EXERCISE TEXT:
NSAIDs should be prescribed with extreme caution in those with a prior history of ulcer disease or gastrointestinal bleeding. Patients with a prior history of peptic ulcer disease and/or gastrointestinal bleeding who use NSAIDs have a greater than 10‑fold increased risk for developing a GI bleed compared to patients with neither of these risk factors. Other factors that increase the risk for GI bleeding in patients treated with NSAIDs include concomitant use of oral corticosteroids or anticoagulants, longer duration of NSAID therapy, smoking, use of alcohol, older age, and poor general health status. Most spontaneous reports of fatal GI events are in elderly or debilitated patients and therefore, special care should be taken in treating this population.
To minimize the potential risk for an adverse GI event in patients treated with an NSAID, the lowest effective dose should be used for the shortest possible duration. Patients and physicians should remain alert for signs and symptoms of GI ulceration and bleeding during NSAID therapy and promptly initiate additional evaluation and treatment if a serious GI adverse event is suspected. This should include discontinuation of the NSAID until a serious GI adverse event is ruled out. For high-risk patients, alternate therapies that do not involve NSAIDs should be considered.
Long-term administration of NSAIDs has resulted in renal papillary necrosis and other renal injury. Renal toxicity has also been seen in patients in whom renal prostaglandins have a compensatory role in the maintenance of renal perfusion. In these patients, administration of a nonsteroidal anti-inflammatory drug may cause a dose-dependent reduction in prostaglandin formation and, secondarily, in renal blood flow, which may precipitate overt renal decompensation. Patients at greatest risk of this reaction are those with impaired renal function, heart failure, liver dysfunction, those taking diuretics and ACE inhibitors, and the elderly. Discontinuation of NSAID therapy is usually followed by recovery to the pretreatment state.
No information is available from controlled clinical studies regarding the use of meloxicam in patients with advanced renal disease. Therefore, treatment with meloxicam is not recommended in these patients with advanced renal disease. If meloxicam therapy must be initiated, close monitoring of the patient's renal function is advisable.
As with other NSAIDS, anaphylactoid reactions have occurred in patients without known prior exposure to meloxicam. Meloxicam should not be given to patients with the aspirin triad. This symptom complex typically occurs in asthmatic patients who experience rhinitis with or without nasal polyps, or who exhibit severe, potentially fatal bronchospasm after taking aspirin or other NSAIDs (see CONTRAINDICATIONS and PRECAUTIONS, Pre-existing Asthma). Emergency help should be sought in cases where an anaphylactoid reaction occurs.

WHAT TO WORK ON:
A. Answer these questions from the NSAID safety text, one per line and marked the same way:
(i) How much greater is the risk of a GI bleed for NSAID users with a prior history of peptic ulcer disease and/or gastrointestinal bleeding, compared with patients who have neither risk factor?
(ii) In which patients is treatment with meloxicam not recommended?
(iii) Which patients should not be given meloxicam because of the symptom complex the text describes?
B. Transcribe the portion of the NSAID safety text starting with "No information is" and going on through "function is advisable.".
C. Translate this sentence from the NSAID safety text into Spanish: "Discontinuation of NSAID therapy is usually followed by recovery to the pretreatment state."

DATA SECTION:
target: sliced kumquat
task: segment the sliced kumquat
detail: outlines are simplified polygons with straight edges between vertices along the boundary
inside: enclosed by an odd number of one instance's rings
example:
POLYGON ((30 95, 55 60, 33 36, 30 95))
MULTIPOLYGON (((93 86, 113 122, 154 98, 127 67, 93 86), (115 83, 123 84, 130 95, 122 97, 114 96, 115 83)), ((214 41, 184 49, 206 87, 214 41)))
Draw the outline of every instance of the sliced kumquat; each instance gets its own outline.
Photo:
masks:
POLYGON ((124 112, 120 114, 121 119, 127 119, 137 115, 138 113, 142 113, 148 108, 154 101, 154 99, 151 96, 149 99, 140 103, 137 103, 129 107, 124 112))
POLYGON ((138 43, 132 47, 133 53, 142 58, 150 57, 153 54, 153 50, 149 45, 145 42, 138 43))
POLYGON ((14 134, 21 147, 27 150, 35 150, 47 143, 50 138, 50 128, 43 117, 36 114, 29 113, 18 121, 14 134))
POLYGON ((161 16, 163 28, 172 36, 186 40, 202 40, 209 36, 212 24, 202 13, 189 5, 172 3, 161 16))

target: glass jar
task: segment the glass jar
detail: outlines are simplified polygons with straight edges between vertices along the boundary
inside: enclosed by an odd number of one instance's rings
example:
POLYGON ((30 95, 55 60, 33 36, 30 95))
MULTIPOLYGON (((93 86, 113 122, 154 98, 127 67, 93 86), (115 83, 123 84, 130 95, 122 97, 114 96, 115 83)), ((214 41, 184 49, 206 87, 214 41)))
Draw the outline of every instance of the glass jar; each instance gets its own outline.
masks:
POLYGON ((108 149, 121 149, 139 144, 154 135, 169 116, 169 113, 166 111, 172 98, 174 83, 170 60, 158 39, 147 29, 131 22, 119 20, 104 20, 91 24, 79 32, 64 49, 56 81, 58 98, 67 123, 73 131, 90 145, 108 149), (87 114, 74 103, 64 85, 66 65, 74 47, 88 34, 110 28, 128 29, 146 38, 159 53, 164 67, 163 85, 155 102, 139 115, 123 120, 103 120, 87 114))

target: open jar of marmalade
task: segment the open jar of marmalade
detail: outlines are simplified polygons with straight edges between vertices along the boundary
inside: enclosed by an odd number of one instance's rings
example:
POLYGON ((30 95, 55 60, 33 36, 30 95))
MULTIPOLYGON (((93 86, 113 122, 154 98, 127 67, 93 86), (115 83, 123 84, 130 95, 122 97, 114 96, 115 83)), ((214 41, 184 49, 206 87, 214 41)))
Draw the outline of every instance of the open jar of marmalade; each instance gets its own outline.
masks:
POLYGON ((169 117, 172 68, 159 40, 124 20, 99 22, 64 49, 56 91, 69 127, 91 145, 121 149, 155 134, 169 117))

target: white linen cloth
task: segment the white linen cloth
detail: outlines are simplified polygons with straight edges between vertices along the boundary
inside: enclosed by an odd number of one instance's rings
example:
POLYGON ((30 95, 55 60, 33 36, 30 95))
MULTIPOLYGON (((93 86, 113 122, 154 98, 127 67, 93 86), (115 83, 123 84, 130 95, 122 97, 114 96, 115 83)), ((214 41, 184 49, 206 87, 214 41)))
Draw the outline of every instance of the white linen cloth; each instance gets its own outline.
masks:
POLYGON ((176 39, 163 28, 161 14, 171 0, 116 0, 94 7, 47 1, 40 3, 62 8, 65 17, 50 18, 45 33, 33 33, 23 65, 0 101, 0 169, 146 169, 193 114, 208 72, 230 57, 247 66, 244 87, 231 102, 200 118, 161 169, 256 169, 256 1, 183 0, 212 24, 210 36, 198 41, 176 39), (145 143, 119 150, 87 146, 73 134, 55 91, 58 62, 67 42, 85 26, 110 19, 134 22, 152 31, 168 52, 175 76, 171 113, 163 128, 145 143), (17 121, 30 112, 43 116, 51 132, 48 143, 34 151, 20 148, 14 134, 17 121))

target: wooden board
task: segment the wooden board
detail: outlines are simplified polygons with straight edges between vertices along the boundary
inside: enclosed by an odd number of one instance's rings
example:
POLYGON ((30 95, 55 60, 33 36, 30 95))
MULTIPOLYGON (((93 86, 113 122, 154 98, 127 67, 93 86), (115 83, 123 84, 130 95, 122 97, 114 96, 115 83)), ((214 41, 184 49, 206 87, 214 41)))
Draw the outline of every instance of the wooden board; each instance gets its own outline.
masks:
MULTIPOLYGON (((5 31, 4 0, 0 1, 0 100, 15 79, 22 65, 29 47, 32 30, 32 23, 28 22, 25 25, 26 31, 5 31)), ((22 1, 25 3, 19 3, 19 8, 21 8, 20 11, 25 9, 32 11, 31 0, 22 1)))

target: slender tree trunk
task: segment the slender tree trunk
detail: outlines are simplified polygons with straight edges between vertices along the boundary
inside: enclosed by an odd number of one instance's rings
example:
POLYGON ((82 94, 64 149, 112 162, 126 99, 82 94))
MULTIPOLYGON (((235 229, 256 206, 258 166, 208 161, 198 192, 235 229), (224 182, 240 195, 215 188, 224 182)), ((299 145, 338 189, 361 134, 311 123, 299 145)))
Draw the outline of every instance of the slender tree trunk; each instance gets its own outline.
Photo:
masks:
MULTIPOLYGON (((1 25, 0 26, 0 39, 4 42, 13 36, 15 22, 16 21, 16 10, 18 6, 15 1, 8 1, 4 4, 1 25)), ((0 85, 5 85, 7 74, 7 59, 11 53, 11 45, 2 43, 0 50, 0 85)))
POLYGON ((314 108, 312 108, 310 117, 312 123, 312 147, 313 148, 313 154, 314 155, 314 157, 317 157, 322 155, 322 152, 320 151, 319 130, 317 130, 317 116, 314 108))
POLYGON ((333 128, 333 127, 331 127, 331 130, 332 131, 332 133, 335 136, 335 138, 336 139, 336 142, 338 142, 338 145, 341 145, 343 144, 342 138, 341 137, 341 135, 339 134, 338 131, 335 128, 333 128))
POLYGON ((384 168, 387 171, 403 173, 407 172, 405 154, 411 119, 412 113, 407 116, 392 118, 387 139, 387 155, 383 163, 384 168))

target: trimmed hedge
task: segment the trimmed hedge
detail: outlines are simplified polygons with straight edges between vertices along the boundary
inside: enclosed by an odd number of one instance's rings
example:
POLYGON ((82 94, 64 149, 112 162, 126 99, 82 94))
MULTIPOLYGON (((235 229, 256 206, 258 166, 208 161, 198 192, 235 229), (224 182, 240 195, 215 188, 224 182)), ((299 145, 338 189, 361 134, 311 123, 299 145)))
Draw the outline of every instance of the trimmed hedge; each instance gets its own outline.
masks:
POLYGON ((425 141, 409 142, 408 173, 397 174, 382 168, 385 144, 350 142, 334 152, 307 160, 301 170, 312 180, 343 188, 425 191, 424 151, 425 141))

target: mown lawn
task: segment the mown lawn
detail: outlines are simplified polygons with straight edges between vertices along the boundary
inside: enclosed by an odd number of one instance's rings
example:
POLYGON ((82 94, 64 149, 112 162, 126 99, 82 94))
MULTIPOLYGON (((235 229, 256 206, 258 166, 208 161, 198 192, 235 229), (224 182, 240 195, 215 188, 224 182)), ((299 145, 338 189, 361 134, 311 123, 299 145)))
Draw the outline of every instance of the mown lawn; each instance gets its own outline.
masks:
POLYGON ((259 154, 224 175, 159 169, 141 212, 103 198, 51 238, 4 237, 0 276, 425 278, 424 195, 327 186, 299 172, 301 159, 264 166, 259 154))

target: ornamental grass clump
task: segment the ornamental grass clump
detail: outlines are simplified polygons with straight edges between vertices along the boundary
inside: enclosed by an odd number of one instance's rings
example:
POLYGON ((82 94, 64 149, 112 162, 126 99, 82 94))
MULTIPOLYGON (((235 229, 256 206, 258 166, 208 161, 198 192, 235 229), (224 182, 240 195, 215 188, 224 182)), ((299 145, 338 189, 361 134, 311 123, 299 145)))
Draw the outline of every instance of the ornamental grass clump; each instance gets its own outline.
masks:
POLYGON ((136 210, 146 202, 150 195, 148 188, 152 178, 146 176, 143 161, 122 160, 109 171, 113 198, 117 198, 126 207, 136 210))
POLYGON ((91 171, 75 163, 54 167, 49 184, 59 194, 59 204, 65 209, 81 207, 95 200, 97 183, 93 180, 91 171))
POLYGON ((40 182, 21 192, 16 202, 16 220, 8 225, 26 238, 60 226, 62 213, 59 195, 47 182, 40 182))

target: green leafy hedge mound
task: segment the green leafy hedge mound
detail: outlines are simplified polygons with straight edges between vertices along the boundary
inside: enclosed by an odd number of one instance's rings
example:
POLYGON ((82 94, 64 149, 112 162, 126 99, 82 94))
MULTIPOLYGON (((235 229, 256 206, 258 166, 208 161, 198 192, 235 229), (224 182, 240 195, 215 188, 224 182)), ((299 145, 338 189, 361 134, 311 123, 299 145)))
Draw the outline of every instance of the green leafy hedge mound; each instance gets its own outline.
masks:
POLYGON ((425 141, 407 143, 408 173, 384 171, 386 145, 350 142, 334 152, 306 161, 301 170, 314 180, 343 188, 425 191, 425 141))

ANSWERS GIVEN:
A.
(i) Greater than 10-fold.
(ii) Patients with advanced renal disease.
(iii) Patients with the aspirin triad.

B.
No information is available from controlled clinical studies regarding the use of meloxicam in patients with advanced renal disease. Therefore, treatment with meloxicam is not recommended in these patients with advanced renal disease. If meloxicam therapy must be initiated, close monitoring of the patient's renal function is advisable.

C. La suspensión del tratamiento con AINE suele ir seguida de la recuperación al estado previo al tratamiento.